Gli imprescindibili

Stefano Di Michele

Accorrete! Dai bar (ad happy hour avanzato e gradazione alcolica innalzata), li invocano. Dagli atrii muscosi, dai fori cadenti. Dai tiggì e dalle pagine dei giornali. Dai boschi, dall’arse fucine stridenti. Dai dibattiti si levano appelli, dalle aule parlamentari sospiri, dai vicoli ciechi speranze – dai guardi dubbiosi, dai pavidi volti incerti miraggi. Accorrete! A salvare la patria (salvare il salvabile)! A presiedere il decoro! A correggere le masse! Accorrete, voi che potete! Pensosi politologi, stimati editorialisti, ingarbugliati retroscenisti, tutto un grido e un allarme e una speranza: accorrete!

    “Canore moltitudini hanno tentato ogni mezzo / per adescarlo, rivolgendogli invocazioni rituali / profani appelli – nell’estasi, nell’angoscia, con o senza rispetto / le più clamorose rimangono inascoltate” (Carlo Emilio Gadda, “Poesie”, Einaudi)

++++++

▶ _Consegna A_
Nel testo «Gli imprescindibili», da quale raccolta e da quale editore proviene la citazione di Carlo Emilio Gadda?

▶ _Righe del dataset_
++++++

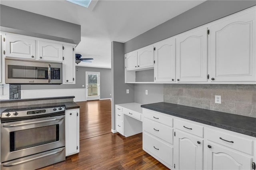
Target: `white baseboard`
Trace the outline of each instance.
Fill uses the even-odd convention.
[[[111,132],[113,133],[117,133],[117,131],[116,131],[115,130],[113,130],[111,129]]]
[[[85,89],[22,90],[21,99],[74,96],[74,101],[86,101]]]
[[[111,100],[111,99],[112,99],[112,98],[100,99],[100,100]]]

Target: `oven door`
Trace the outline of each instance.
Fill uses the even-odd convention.
[[[1,162],[65,146],[64,115],[1,124]]]

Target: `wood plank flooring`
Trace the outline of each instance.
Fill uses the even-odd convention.
[[[168,169],[142,150],[142,133],[126,138],[118,133],[113,134],[109,132],[111,113],[108,115],[106,113],[111,112],[110,101],[94,101],[77,104],[80,106],[80,132],[83,133],[80,136],[80,153],[41,170]],[[102,106],[106,107],[102,108]],[[102,111],[96,111],[97,109]],[[84,109],[84,115],[83,115],[82,113]],[[93,113],[97,115],[101,113],[104,115],[88,115],[90,113],[87,112],[90,111],[93,111],[90,114]],[[90,122],[91,118],[92,122]],[[92,131],[86,128],[86,126]],[[100,127],[96,128],[97,126]],[[90,134],[90,132],[92,132]],[[104,134],[90,137],[100,134]]]

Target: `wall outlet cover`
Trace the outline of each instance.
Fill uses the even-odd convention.
[[[221,96],[215,95],[215,103],[221,104]]]

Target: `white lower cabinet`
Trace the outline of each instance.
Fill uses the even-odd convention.
[[[250,170],[252,158],[211,142],[206,143],[207,170]]]
[[[174,159],[176,168],[202,170],[203,139],[178,130],[175,130],[175,135]]]
[[[143,150],[172,170],[255,169],[255,137],[144,108],[142,115]]]
[[[79,109],[66,110],[65,113],[66,156],[79,152]]]

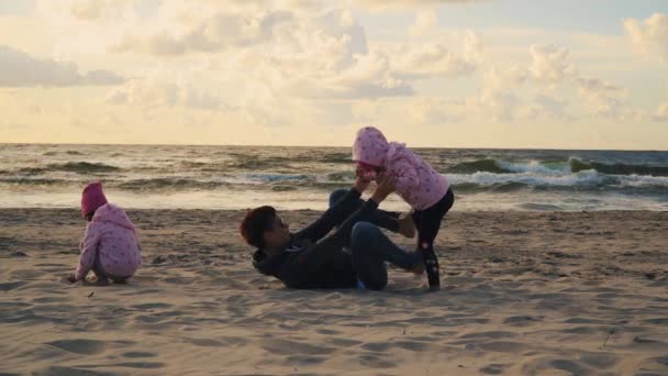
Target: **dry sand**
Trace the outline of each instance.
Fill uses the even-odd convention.
[[[453,212],[436,294],[398,270],[289,290],[252,268],[242,212],[129,214],[144,265],[99,287],[62,281],[78,212],[0,210],[0,373],[668,375],[668,212]]]

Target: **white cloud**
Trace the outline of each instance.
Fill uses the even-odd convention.
[[[108,70],[81,74],[74,63],[42,59],[0,45],[0,87],[64,87],[121,82],[122,77]]]
[[[668,121],[668,102],[659,106],[654,115],[656,121]]]
[[[110,104],[132,104],[143,108],[176,106],[201,110],[227,108],[215,96],[186,84],[168,82],[164,78],[129,80],[125,85],[111,90],[105,100]]]
[[[528,47],[532,62],[528,71],[533,78],[549,84],[559,84],[576,74],[568,62],[568,49],[552,44],[534,44]]]
[[[415,21],[409,30],[412,36],[425,35],[436,27],[436,16],[438,12],[435,9],[427,9],[415,14]]]
[[[644,21],[627,19],[624,29],[641,51],[668,59],[668,14],[655,13]]]
[[[263,12],[209,11],[207,16],[177,13],[167,18],[178,27],[165,25],[148,35],[129,34],[110,52],[138,52],[159,56],[178,56],[187,53],[220,52],[235,46],[264,44],[274,40],[276,29],[292,22],[288,11]],[[163,19],[158,23],[162,23]]]
[[[474,63],[437,43],[405,45],[393,52],[392,56],[396,56],[398,76],[407,79],[468,76],[476,70]]]
[[[464,119],[465,103],[448,98],[417,97],[409,104],[408,119],[413,124],[456,123]]]
[[[355,5],[379,11],[483,1],[486,0],[350,0]]]

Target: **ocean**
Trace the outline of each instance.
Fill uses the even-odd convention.
[[[414,151],[448,177],[453,210],[668,210],[668,152]],[[349,147],[0,144],[0,208],[78,208],[101,180],[129,209],[323,210],[353,170]]]

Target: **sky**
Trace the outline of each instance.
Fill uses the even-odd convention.
[[[665,0],[0,0],[0,143],[668,150]]]

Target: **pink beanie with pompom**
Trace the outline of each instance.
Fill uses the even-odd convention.
[[[94,181],[84,188],[84,193],[81,195],[81,214],[84,217],[105,203],[107,197],[104,197],[104,192],[102,191],[102,183]]]

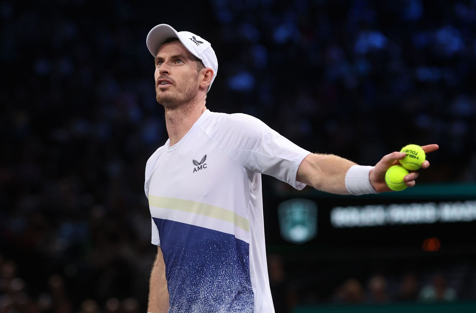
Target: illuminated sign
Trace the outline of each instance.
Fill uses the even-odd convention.
[[[474,221],[474,200],[337,206],[330,214],[331,224],[335,228]]]
[[[292,199],[278,207],[281,235],[294,244],[303,244],[316,237],[317,206],[312,200]]]

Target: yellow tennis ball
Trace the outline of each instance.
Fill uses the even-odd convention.
[[[407,154],[407,156],[400,160],[400,164],[410,171],[415,171],[421,167],[426,157],[425,151],[418,145],[407,145],[402,148],[400,152]]]
[[[392,190],[400,191],[407,188],[403,177],[409,173],[408,170],[400,165],[394,165],[385,173],[385,182]]]

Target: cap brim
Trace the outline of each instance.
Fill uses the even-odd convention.
[[[167,24],[160,24],[150,29],[150,31],[147,34],[146,43],[147,44],[147,48],[149,49],[150,53],[155,58],[157,55],[157,51],[159,51],[159,48],[160,47],[164,41],[169,38],[176,38],[178,39],[182,44],[192,54],[201,59],[201,58],[197,53],[194,48],[190,46],[190,43],[184,42],[182,39],[180,38],[178,32],[174,29],[172,26]]]
[[[172,26],[167,24],[158,25],[150,29],[147,34],[146,43],[149,51],[155,58],[159,48],[164,41],[169,38],[178,38],[178,33]]]

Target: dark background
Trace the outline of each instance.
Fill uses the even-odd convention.
[[[476,181],[475,20],[474,1],[0,1],[0,312],[146,312],[157,249],[144,172],[168,138],[145,44],[156,25],[211,43],[210,110],[363,165],[437,143],[425,186]],[[474,240],[423,251],[438,225],[402,229],[417,239],[396,245],[376,240],[400,242],[394,229],[286,243],[279,202],[322,196],[290,188],[263,177],[277,313],[422,301],[433,285],[476,298]],[[350,201],[325,199],[324,216]]]

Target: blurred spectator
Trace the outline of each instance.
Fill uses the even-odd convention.
[[[418,279],[415,274],[407,273],[402,277],[397,300],[399,301],[414,301],[418,298]]]
[[[356,303],[364,302],[365,292],[360,282],[355,278],[349,278],[339,286],[334,295],[336,303]]]
[[[296,295],[289,287],[282,258],[272,254],[268,257],[269,286],[276,313],[285,313],[297,302]]]
[[[422,288],[418,297],[422,301],[453,301],[457,295],[456,290],[448,287],[445,276],[437,274],[433,276],[432,284]]]
[[[385,303],[389,301],[387,294],[387,282],[381,275],[376,275],[370,278],[368,286],[370,293],[367,302]]]

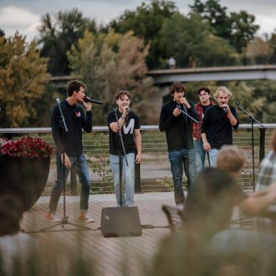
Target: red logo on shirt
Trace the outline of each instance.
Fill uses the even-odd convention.
[[[81,117],[81,112],[80,112],[80,111],[79,111],[79,112],[77,112],[77,111],[76,111],[75,112],[75,117]]]

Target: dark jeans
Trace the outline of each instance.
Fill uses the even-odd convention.
[[[188,188],[189,188],[196,176],[195,150],[193,148],[173,150],[168,152],[168,159],[172,174],[175,203],[184,204],[185,195],[182,188],[183,166],[188,179]]]
[[[90,188],[90,179],[89,177],[88,165],[86,161],[86,156],[82,154],[80,155],[68,156],[71,166],[75,166],[77,174],[79,176],[79,181],[81,184],[81,210],[88,210],[88,198]],[[63,190],[63,166],[62,164],[62,155],[56,154],[57,162],[57,181],[52,188],[51,197],[50,199],[49,209],[51,212],[57,210],[57,203]],[[70,168],[65,168],[65,181],[70,172]]]

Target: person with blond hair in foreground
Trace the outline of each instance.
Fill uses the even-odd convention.
[[[217,155],[217,168],[232,177],[237,177],[246,162],[242,150],[233,146],[224,146]],[[276,181],[262,191],[247,195],[239,207],[250,215],[258,215],[276,199]]]
[[[187,197],[183,224],[162,241],[149,275],[275,275],[276,236],[229,228],[234,206],[255,214],[275,198],[275,184],[262,193],[243,192],[235,177],[245,161],[241,149],[224,146],[217,168],[198,174]]]

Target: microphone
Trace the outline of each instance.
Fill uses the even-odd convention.
[[[92,99],[89,97],[85,96],[83,97],[83,101],[86,103],[97,103],[97,104],[103,104],[103,102],[100,101],[97,101],[97,99]]]
[[[56,103],[57,104],[58,104],[59,106],[60,106],[60,101],[59,101],[59,98],[58,97],[55,97],[56,99]]]

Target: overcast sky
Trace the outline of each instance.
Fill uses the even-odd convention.
[[[0,28],[7,36],[18,30],[30,40],[37,34],[41,15],[77,8],[85,17],[106,23],[119,17],[125,10],[134,10],[141,0],[0,0]],[[148,0],[145,1],[148,3]],[[179,11],[186,14],[193,0],[175,1]],[[275,0],[221,0],[228,12],[246,10],[254,14],[260,26],[259,34],[273,32],[276,28]]]

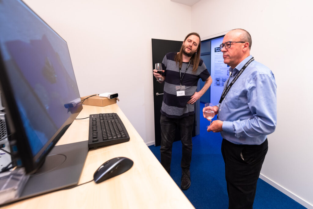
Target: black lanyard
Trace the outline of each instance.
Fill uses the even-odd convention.
[[[180,78],[180,86],[182,86],[182,78],[184,78],[184,76],[185,74],[186,74],[186,72],[187,72],[187,69],[188,69],[188,67],[189,67],[189,65],[190,64],[191,60],[189,61],[189,63],[188,63],[188,65],[187,66],[187,68],[186,68],[186,70],[185,71],[185,73],[184,74],[182,75],[182,69],[181,67],[179,67],[179,77]]]
[[[249,61],[247,62],[247,63],[244,64],[244,67],[242,67],[241,69],[240,70],[239,72],[237,74],[237,75],[236,76],[235,78],[232,81],[232,82],[230,82],[230,83],[229,83],[229,85],[228,87],[227,85],[228,85],[228,82],[229,80],[229,78],[230,78],[230,77],[229,78],[228,78],[228,80],[227,80],[227,83],[226,84],[226,86],[225,86],[225,88],[224,89],[224,91],[223,91],[223,93],[222,93],[222,96],[221,96],[221,99],[219,100],[219,103],[222,103],[222,101],[223,101],[223,99],[224,99],[224,98],[225,98],[225,96],[226,96],[226,95],[227,94],[227,93],[228,93],[228,92],[229,91],[229,89],[230,89],[230,87],[233,86],[233,84],[235,82],[236,82],[236,81],[237,80],[238,78],[239,77],[239,76],[240,76],[242,72],[244,72],[244,69],[246,69],[246,68],[247,67],[247,66],[249,65],[249,64],[251,62],[254,60],[254,58],[253,57],[250,59]]]

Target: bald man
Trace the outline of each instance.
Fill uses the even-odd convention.
[[[219,104],[218,120],[208,131],[220,132],[229,208],[252,208],[257,182],[267,152],[267,135],[277,121],[276,84],[270,70],[250,54],[250,34],[231,30],[220,45],[229,66]],[[203,110],[203,116],[205,110]]]

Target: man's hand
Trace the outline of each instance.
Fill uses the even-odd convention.
[[[201,95],[201,94],[199,93],[199,92],[197,92],[196,91],[195,92],[195,93],[193,94],[193,95],[191,96],[190,97],[190,99],[189,100],[188,102],[187,103],[187,104],[192,104],[194,103],[197,101],[197,100],[200,99],[200,97],[201,97],[202,95]]]
[[[220,132],[223,131],[222,126],[223,126],[223,121],[219,120],[213,121],[211,125],[208,127],[207,131],[208,132],[213,131],[214,133]]]
[[[164,72],[164,70],[162,70],[162,71],[163,72]],[[153,76],[154,76],[154,77],[156,78],[157,80],[159,80],[159,78],[161,78],[161,79],[162,79],[163,80],[164,80],[164,78],[165,78],[165,77],[161,75],[160,75],[157,72],[157,70],[156,70],[155,69],[153,69]],[[163,82],[163,81],[159,81],[159,82],[162,83]]]

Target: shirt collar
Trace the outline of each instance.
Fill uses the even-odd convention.
[[[249,55],[248,57],[246,57],[245,59],[242,61],[241,62],[238,64],[238,65],[236,66],[236,67],[234,69],[233,69],[231,67],[229,67],[229,72],[232,73],[232,75],[236,75],[239,70],[241,69],[241,68],[244,67],[244,64],[252,58],[252,55]]]

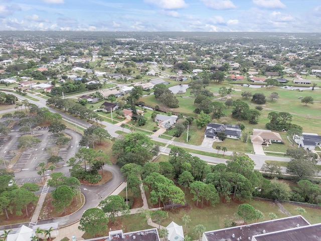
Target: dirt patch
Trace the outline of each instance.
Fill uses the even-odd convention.
[[[98,173],[101,176],[101,171],[98,171]],[[88,181],[84,179],[80,179],[80,183],[85,185],[90,185],[92,186],[99,186],[99,185],[104,184],[109,182],[112,179],[112,173],[109,171],[103,171],[102,173],[102,177],[101,180],[97,183],[90,183]]]
[[[31,220],[31,217],[34,214],[34,211],[36,209],[36,205],[37,202],[35,203],[30,204],[28,205],[27,209],[28,211],[28,215],[27,215],[25,208],[23,208],[22,209],[22,215],[20,216],[16,215],[16,210],[14,209],[13,210],[13,214],[10,213],[10,212],[8,211],[8,216],[9,216],[9,219],[7,219],[6,214],[4,213],[2,215],[0,215],[0,225],[30,222]]]
[[[66,208],[66,212],[65,212],[63,210],[62,211],[57,211],[55,209],[54,206],[51,203],[53,200],[51,193],[48,193],[46,196],[46,199],[45,199],[45,202],[41,209],[40,215],[39,216],[38,220],[64,217],[73,213],[82,206],[83,202],[85,201],[83,195],[81,195],[82,202],[80,201],[80,196],[77,195],[76,197],[74,198],[70,205]]]

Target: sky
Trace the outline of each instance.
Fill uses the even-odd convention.
[[[0,0],[0,30],[321,32],[320,0]]]

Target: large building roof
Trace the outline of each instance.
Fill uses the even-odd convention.
[[[87,241],[159,241],[157,228],[123,233],[122,230],[111,231],[109,235],[85,239]]]
[[[299,226],[301,227],[310,225],[308,222],[301,216],[294,216],[206,232],[204,233],[202,240],[202,241],[233,241],[238,240],[237,238],[239,238],[238,240],[252,240],[252,237],[254,235],[293,228],[298,224]],[[270,240],[283,240],[282,239],[269,239],[269,241]]]
[[[321,223],[303,227],[298,226],[254,236],[252,241],[319,241],[321,240]]]

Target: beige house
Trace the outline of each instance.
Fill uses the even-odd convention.
[[[250,138],[251,142],[256,144],[270,144],[273,142],[281,143],[283,142],[280,134],[269,130],[253,129],[253,135]]]

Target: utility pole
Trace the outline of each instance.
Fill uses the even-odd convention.
[[[189,142],[189,128],[190,127],[189,125],[187,125],[187,137],[186,138],[186,142]]]

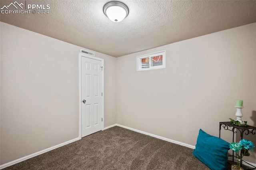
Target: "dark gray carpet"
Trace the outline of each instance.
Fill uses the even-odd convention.
[[[4,169],[209,170],[192,151],[115,127]]]

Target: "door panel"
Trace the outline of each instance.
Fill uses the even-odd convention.
[[[102,130],[102,61],[82,57],[82,137]]]

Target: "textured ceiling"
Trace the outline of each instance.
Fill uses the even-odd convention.
[[[118,23],[103,12],[109,0],[16,1],[50,4],[49,14],[1,14],[1,22],[116,57],[256,22],[256,0],[120,0],[130,12]]]

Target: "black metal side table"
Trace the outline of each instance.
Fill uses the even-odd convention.
[[[234,134],[235,133],[236,133],[238,130],[240,132],[240,137],[241,139],[243,138],[244,133],[244,134],[246,135],[248,135],[251,133],[252,134],[256,134],[256,127],[249,125],[248,125],[247,127],[240,127],[232,125],[230,122],[220,122],[220,130],[221,130],[222,127],[223,128],[224,130],[227,130],[233,132],[233,139],[232,140],[233,142],[234,142]],[[234,151],[233,151],[232,155],[229,156],[232,156],[232,160],[233,162],[234,162],[234,157],[236,157],[236,156],[234,155]],[[254,168],[249,169],[247,170],[256,170],[256,167],[244,160],[243,160],[243,162],[244,162],[254,167]]]

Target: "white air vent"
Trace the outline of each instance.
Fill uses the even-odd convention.
[[[90,55],[94,56],[94,53],[92,52],[88,51],[87,51],[84,50],[84,49],[81,49],[81,52],[84,53],[85,54],[88,54]]]

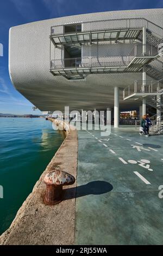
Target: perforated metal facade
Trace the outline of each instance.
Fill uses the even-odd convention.
[[[84,80],[68,80],[62,76],[54,76],[50,72],[49,38],[51,27],[57,27],[55,33],[62,33],[66,23],[84,23],[83,31],[105,29],[106,26],[125,26],[120,22],[110,20],[145,18],[162,27],[163,9],[116,11],[83,14],[43,20],[10,28],[9,41],[9,72],[16,88],[41,111],[62,110],[64,106],[73,109],[105,109],[114,106],[114,87],[122,88],[142,80],[142,73],[95,74]],[[102,20],[108,20],[106,21]],[[133,26],[141,26],[141,20],[136,20]],[[92,21],[91,23],[86,22]],[[95,22],[96,21],[96,22]],[[98,21],[98,22],[97,22]],[[116,22],[118,22],[117,24]],[[151,25],[152,26],[152,25]],[[151,27],[153,32],[160,34],[156,26]],[[58,31],[57,31],[58,29]],[[137,42],[136,42],[137,43]],[[82,45],[82,57],[92,56],[99,59],[108,56],[126,62],[135,42],[121,41],[100,42],[91,45]],[[51,46],[52,59],[63,58],[61,47]],[[162,58],[153,62],[153,65],[162,71]],[[152,63],[151,63],[152,65]],[[148,80],[153,79],[147,76]],[[133,105],[131,105],[133,104]],[[123,102],[120,93],[121,109],[135,108],[137,103]]]

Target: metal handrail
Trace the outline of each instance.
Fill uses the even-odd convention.
[[[139,84],[140,83],[140,85]],[[132,86],[132,87],[131,87]],[[139,86],[139,87],[138,87]],[[123,99],[129,96],[133,93],[156,93],[162,91],[163,88],[160,88],[159,81],[153,80],[137,80],[135,81],[134,84],[131,86],[128,86],[123,89]],[[127,92],[127,93],[126,93]],[[159,102],[159,99],[158,100]],[[161,100],[160,100],[161,103]]]
[[[121,58],[121,57],[120,56]],[[51,61],[51,69],[70,68],[90,68],[116,67],[117,68],[127,67],[129,62],[128,57],[126,59],[120,59],[117,56],[109,57],[83,57],[82,58],[69,58],[55,59]]]
[[[120,23],[120,27],[121,29],[123,29],[123,28],[135,28],[135,27],[131,27],[131,21],[133,21],[133,20],[141,20],[141,21],[145,21],[145,23],[146,24],[145,25],[141,25],[140,26],[140,27],[139,26],[139,25],[138,25],[138,27],[137,28],[142,28],[142,27],[145,26],[146,25],[146,28],[148,29],[149,29],[149,24],[151,25],[152,25],[152,26],[155,26],[156,27],[157,27],[159,29],[161,29],[161,37],[163,37],[163,28],[162,27],[160,27],[160,26],[159,25],[157,25],[156,24],[154,23],[154,22],[153,22],[152,21],[149,21],[148,20],[145,19],[145,18],[141,18],[141,17],[137,17],[137,18],[128,18],[128,19],[111,19],[111,20],[98,20],[98,21],[79,21],[78,22],[76,22],[76,23],[70,23],[70,25],[72,25],[72,24],[74,24],[74,25],[76,25],[76,24],[95,24],[95,23],[98,23],[98,25],[99,25],[99,23],[100,22],[113,22],[114,21],[117,21],[118,22]],[[125,27],[123,28],[122,27],[122,21],[124,21],[125,22],[126,22],[127,23],[127,26],[126,26]],[[143,22],[142,22],[143,23]],[[66,25],[68,25],[68,24],[66,24]],[[55,25],[55,26],[52,26],[51,28],[51,35],[53,35],[54,34],[55,34],[54,33],[52,33],[52,31],[53,31],[53,28],[55,28],[55,27],[62,27],[64,26],[64,25]],[[111,28],[112,28],[112,27],[111,27]],[[108,28],[109,29],[109,28]],[[98,29],[98,31],[99,31],[100,29]],[[106,30],[106,28],[104,29],[103,29],[103,30]],[[91,29],[91,31],[96,31],[95,29]],[[82,31],[82,32],[87,32],[87,31],[85,30],[84,31]],[[73,32],[74,33],[74,32]],[[75,32],[75,33],[81,33],[81,32]],[[154,33],[156,34],[155,32],[154,32]],[[59,34],[57,34],[58,35],[59,34],[65,34],[66,33],[65,33],[64,32],[61,33],[59,33]],[[57,35],[56,34],[56,35]]]

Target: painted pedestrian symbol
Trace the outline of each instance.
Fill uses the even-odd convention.
[[[147,150],[147,148],[145,148],[142,146],[138,146],[137,145],[131,145],[133,146],[133,148],[136,148],[137,151],[141,152],[141,150],[146,150],[147,151],[151,151],[149,150]]]
[[[151,168],[150,168],[150,161],[147,159],[141,159],[140,161],[135,161],[135,160],[128,160],[128,163],[124,160],[123,158],[121,157],[119,158],[119,159],[122,162],[123,164],[127,164],[128,163],[131,164],[138,164],[139,166],[141,167],[142,167],[143,168],[147,169],[148,170],[148,171],[152,171],[153,170]]]
[[[150,164],[150,161],[149,160],[147,160],[145,159],[141,159],[140,161],[135,161],[135,160],[128,160],[128,163],[130,164],[137,164],[137,163],[139,163],[139,165],[141,167],[143,167],[143,168],[147,169],[148,171],[153,171],[153,170],[151,168],[150,168],[150,165],[149,164]]]

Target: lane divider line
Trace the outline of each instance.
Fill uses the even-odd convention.
[[[152,147],[148,147],[148,148],[150,148],[150,150],[154,150],[154,151],[158,152],[158,150],[155,150],[154,148],[152,148]]]
[[[114,152],[113,150],[109,150],[109,151],[111,152],[111,153],[112,153],[113,154],[116,154],[116,152]]]
[[[122,157],[118,157],[118,159],[121,162],[122,162],[122,163],[123,163],[123,164],[127,164],[128,163],[127,163],[127,162],[125,161],[125,160],[124,160],[123,158],[122,158]]]
[[[151,184],[147,180],[146,180],[143,176],[140,174],[138,171],[134,171],[134,174],[136,174],[142,181],[143,181],[146,184]]]

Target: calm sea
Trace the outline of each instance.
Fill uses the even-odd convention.
[[[9,228],[64,139],[45,118],[0,118],[0,234]]]

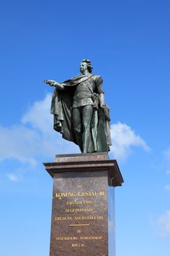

++++++

▶ _Consegna B_
Nell'elenco, trascrivi di nuovo il tratto che va dalla riga contenente «Target: utility pole» fino alla riga contenente «[[[102,130],[102,61],[82,57],[82,137]]]», entrambe comprese e con le richieste incluse, aumentando di 60 ogni coordinata dei poligoni nelle risposte. Escludi le immagini dalla trascrizione.

▶ _Risposta svolta A_
Proviene da «Poesie», pubblicata da Einaudi.

▶ _Risposta svolta B_
Target: utility pole
Trace the outline of each instance.
Fill uses the even-odd convention.
[[[249,202],[249,188],[250,187],[249,185],[247,185],[247,197],[246,198],[246,202]]]

Target: "dark gray carpet"
Trace the outline of each instance.
Fill uses the even-odd convention.
[[[64,229],[269,230],[252,211],[175,187]]]

Target: "door panel"
Trace the outline of each instance.
Fill uses the even-odd convention.
[[[162,190],[162,121],[142,117],[142,197]]]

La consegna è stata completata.